» **PAGE EXTRACT**
== Segment start ==

Exemplar is the effect of EVD placement on clinical outcome, which is again modified by volume and varies (Online Supplemental Data) throughout different age groups. Besides, the choice to perform a primary decompressive craniectomy, currently investigated in one ad hoc randomized controlled trial,²⁶ could be influenced by the relationship between GHV and age. GHV could also be used for preclinical research, because the primary bleed precedes BBB disruption, GCE, neuroinflammation and oxidative cascades, which ultimately result in neuronal death.²⁷ In line with recent research,⁴ all mortality predictors found by the reported multivariable model refer to the hyperacute phase of aSAH, with WFNS grade, rebleeding, and LOC confirmed as outcome predictors in aSAH.^3,9,28 The beneficial role of EVD has been previously reported.^29,30 Unlike prior results, we did not find treatment complications, IVH, or DCI as independent mortality predictors in the studied population, even though all were significantly associated with it in bivariate comparison.³¹ The reason may be the disproportionate importance of EBI as a mortality predictor compared with the delayed effect of DCI, which has been shown, along with decompressive craniectomy and the presence of ICH, as a predictor of increased disability.³¹

The strength of this study lies in the largest sample to date of poor-grade aSAH prospectively included in the Registry, allowing a robust analysis of outcome predictors. Moreover, it shows the feasibility of GHV calculation with DICOM sources coming from different settings and acquired with different scanners.

We acknowledge, nonetheless, several limitations, particularly those inherent to its Registry status. The absence of guidelines for the management of poor-grade aSAH adds complexity to the search for outcome predictors, and the reported results, even though each multivariable analysis was corrected for participating centers, could have unavoidable intrinsic biases. We could not provide reliable and easy-to-be-implemented cutoff volumes to predict functional independence in the studied population because they are necessarily influenced by treatment strategies. Separate studies, addressing each GHV distribution, are going to be better informative.

The reported results, though, picture the real-life poor-grade aSAH management, which deserves further research to standardize the management of such a fragile patient population. We quantified GCE, which is only a radiologic surrogate of EBI, a much more complex pathophysiologic mechanism during the early stage of aSAH. The reported results are far from fully delineating all the causative mechanisms of it, and we hope that future studies are going to address this topic. Moreover, the present study does not report cerebral edema resolution and its predictors. We hope that the results are going to be considered by future research addressing this topic.

== Segment end ==

» **WHAT YOU SHOULD DO**
From the study discussion above, return the passage between "The reported results, though, picture" and "addressing this topic.", inclusive, copied word for word.

» **PROVIDED DATA**
== Segment start ==

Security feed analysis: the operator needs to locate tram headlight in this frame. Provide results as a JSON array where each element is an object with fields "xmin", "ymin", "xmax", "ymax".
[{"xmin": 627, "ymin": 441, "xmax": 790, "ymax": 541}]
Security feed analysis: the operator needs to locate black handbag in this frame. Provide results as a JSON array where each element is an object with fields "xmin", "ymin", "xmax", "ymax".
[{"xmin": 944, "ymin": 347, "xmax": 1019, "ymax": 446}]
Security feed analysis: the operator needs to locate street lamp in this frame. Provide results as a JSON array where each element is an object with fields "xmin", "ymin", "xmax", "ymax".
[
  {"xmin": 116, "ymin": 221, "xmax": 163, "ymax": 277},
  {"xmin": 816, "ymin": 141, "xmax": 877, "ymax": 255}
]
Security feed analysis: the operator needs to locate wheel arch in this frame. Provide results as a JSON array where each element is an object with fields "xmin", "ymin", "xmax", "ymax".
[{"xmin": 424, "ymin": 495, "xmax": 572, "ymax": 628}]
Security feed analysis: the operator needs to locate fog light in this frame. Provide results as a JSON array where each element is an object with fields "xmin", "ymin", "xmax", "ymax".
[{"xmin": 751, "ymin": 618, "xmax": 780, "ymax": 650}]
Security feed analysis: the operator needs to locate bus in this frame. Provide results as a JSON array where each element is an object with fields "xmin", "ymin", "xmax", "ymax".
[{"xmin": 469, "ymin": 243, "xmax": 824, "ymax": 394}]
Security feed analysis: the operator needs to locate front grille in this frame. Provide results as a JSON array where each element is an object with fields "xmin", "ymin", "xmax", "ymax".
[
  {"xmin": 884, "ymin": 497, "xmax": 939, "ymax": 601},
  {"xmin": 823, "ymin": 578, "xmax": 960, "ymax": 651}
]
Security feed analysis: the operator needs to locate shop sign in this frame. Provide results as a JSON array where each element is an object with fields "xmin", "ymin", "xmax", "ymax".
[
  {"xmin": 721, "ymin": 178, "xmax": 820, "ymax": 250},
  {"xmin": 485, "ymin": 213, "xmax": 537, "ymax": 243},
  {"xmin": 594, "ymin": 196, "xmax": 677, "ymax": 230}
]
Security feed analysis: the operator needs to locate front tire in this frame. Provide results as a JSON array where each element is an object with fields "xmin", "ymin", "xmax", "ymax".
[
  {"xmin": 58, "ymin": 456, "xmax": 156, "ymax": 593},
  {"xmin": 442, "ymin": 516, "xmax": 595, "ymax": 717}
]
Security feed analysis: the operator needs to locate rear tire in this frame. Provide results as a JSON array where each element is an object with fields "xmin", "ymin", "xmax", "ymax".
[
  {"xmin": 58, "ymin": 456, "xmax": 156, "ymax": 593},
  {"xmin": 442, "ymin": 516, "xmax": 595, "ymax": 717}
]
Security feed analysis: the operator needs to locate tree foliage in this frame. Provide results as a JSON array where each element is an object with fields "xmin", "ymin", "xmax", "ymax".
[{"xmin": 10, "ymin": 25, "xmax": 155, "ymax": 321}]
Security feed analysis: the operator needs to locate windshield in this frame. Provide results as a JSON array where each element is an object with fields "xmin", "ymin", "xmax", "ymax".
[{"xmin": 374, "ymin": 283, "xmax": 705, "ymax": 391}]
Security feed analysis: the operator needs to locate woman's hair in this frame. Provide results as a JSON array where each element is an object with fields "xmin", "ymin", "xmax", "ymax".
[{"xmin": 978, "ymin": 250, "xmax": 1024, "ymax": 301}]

== Segment end ==

» **YOUR SOLUTION**
The reported results, though, picture the real-life poor-grade aSAH management, which deserves further research to standardize the management of such a fragile patient population. We quantified GCE, which is only a radiologic surrogate of EBI, a much more complex pathophysiologic mechanism during the early stage of aSAH. The reported results are far from fully delineating all the causative mechanisms of it, and we hope that future studies are going to address this topic. Moreover, the present study does not report cerebral edema resolution and its predictors. We hope that the results are going to be considered by future research addressing this topic.